Indiquez, d'après l'analyse de La Dame aux camélias, à quoi le narrateur compare la beauté de Marguerite.

▶ **Texte fourni**:
***

Analyse de La Dame aux camélias d'Alexandre Dumas

Analyse de La Dame aux camélias d'Alexandre Dumas

Analyse du Chapitre 2. Le portrait de Marguerite

De “Or, il était impossible de voir une plus charmante beauté que celle de Marguerite” à “et ce surnom lui était resté.”

 

Comment le narrateur entretient-il le mystère autour de son héroïne ?

 

I) Un portrait parfait...

a) L’organisation de la description

Dans cet extrait, le narrateur fait un portrait et une description du personnage de Marguerite en commençant par son physique: “grande et mince”. Nous pouvons voir qu'à l'intérieur même de cette description, il y a une certaine organisation, le narrateur commence par nous décrire les vêtements de la Marguerite : “Son cachemire, dont la pointe touchait à terre”. Puis il nous décrit son visage et finalement ses cheveux : “La tête” et “Les cheveux noirs”.

A la fin de cet extrait, le narrateur finit cette description avec un détail sur des camélias, ce qui nous informe sur le métier de Marguerite : “Pendant vingt-cinq jours du mois, les camélias étaient blancs, et pendant cinq ils étaient rouges”. Le narrateur termine donc sa description en nous parlant d’une partie de la vie de Marguerite, pour entraîner le lecteur dans l’histoire et pour que le lecteur ait envie de découvrir la vie de Marguerite. 

 

b) Une description élogieuse

Cette description de Marguerite est très précise et le narrateur nous donne beaucoup de détails élogieux. Nous pouvons remarquer un vocabulaire mélioratif qui est employé pour décrire Marguerite : “charmante beauté que celle de Marguerite”. Le narrateur fait des comparaisons de la beauté de Marguerite avec l’art, la nature et la richesse, pour souligner le portrait parfait de cette femme: “si pur qu'il semblait peint”, “noirs comme du jais” et “brillaient deux diamants”. 

 

II) ...mais mystérieux

a) Des éléments contradictoires et troublants

Même si ce portrait physique semble être très détaillé et précis, nous pouvons voir qu'à la fin de ce récit, le narrateur nous donne un élément de la vie de Marguerite qui est très mystérieux : “on n'a jamais su la raison de cette variété de couleurs”. La description de Marguerite reste mystérieuse car nous ne connaissons pas réellement cette femme, le narrateur nous parle pas de leur relation, ni de sa personnalité. Le narrateur a décidé de nous donner le portrait de Marguerite, et qu’il tient donc aux apparences. 

 

b) L’implication du narrateur

Grâce à cette description élogieuse et mystérieuse de Marguerite, nous pouvons remarquer l’implication du narrateur et ses sentiments envers cette femme. Le narrateur fait un portrait parfait de Marguerite ce qui révèle son admiration envers elle. Mais cela nous montre aussi que le narrateur porte beaucoup d’importance pour les apparences physiques d’une personne, car la description de la vie de Marguerite est très courte, alors que la description physique est très détaillée.

***

▶ **Données fournies**:
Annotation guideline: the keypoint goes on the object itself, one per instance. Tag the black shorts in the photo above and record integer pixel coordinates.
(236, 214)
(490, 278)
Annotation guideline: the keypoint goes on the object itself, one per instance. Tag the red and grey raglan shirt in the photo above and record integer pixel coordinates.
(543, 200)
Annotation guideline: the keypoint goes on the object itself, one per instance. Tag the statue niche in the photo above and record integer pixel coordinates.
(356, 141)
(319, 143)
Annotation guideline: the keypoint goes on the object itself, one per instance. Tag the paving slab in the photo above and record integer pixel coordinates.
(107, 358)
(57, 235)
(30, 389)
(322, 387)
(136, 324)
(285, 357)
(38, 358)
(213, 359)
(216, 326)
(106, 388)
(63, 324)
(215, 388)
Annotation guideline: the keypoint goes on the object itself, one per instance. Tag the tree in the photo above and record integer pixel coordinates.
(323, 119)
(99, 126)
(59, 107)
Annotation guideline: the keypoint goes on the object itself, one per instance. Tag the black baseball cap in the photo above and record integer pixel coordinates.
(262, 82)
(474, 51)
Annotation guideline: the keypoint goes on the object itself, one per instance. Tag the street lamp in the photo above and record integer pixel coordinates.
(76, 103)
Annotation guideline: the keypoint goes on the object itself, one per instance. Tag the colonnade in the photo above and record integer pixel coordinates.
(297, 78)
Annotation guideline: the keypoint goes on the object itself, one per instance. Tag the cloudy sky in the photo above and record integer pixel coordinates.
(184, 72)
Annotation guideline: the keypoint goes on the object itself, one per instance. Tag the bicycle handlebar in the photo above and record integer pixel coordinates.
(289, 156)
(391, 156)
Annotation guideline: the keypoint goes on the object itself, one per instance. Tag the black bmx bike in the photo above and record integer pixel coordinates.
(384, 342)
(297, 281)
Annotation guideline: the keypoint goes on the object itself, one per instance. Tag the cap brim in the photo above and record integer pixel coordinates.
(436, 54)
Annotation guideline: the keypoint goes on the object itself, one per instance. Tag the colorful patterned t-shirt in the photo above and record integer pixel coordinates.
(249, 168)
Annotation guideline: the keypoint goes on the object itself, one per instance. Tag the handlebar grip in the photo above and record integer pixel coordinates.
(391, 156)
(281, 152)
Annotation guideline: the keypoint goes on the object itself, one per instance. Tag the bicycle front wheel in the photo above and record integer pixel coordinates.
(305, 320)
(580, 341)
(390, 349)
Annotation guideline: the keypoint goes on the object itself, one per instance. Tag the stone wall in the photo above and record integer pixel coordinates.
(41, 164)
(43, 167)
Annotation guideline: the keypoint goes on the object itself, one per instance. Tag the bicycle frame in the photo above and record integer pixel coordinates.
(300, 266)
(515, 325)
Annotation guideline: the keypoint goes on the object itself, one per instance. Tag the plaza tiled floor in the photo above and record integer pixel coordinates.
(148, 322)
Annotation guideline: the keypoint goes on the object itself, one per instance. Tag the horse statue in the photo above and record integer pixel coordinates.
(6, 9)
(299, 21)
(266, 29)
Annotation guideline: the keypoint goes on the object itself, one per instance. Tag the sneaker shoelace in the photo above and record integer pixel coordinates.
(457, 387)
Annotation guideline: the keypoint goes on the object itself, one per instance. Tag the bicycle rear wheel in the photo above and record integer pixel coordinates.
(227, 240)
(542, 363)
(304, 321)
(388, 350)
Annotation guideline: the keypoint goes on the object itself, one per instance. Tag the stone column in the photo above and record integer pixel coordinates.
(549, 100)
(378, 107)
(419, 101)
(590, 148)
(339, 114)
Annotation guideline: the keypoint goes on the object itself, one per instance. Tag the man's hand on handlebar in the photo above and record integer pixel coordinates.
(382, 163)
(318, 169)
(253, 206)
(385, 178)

***

▶ **Corrigé**:
À l'art, à la nature et à la richesse.